- [The exercise]: Can you print the material below line for line, with every character unchanged and the pictures left out?
— Start of Extracted records —
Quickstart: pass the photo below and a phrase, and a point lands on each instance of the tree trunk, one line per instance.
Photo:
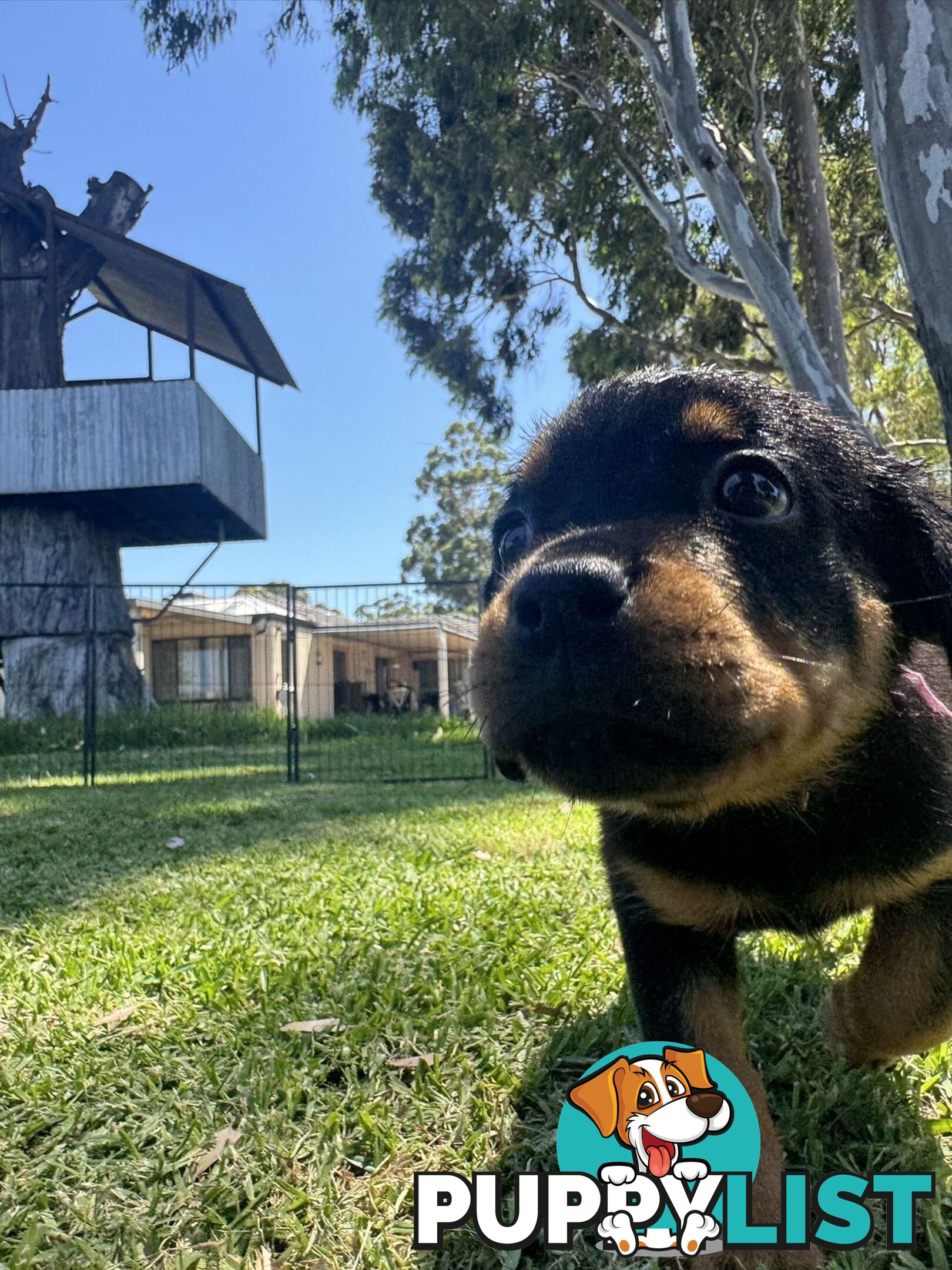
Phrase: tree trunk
(46, 628)
(772, 288)
(48, 657)
(816, 253)
(906, 52)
— End of Extracted records —
- [Completed task]:
Quickstart: pass the photo below and a phrase, and a point lands on each instance of the tree trunk, one line per instance.
Photo:
Phrase: tree trunk
(46, 628)
(772, 288)
(48, 657)
(816, 253)
(906, 52)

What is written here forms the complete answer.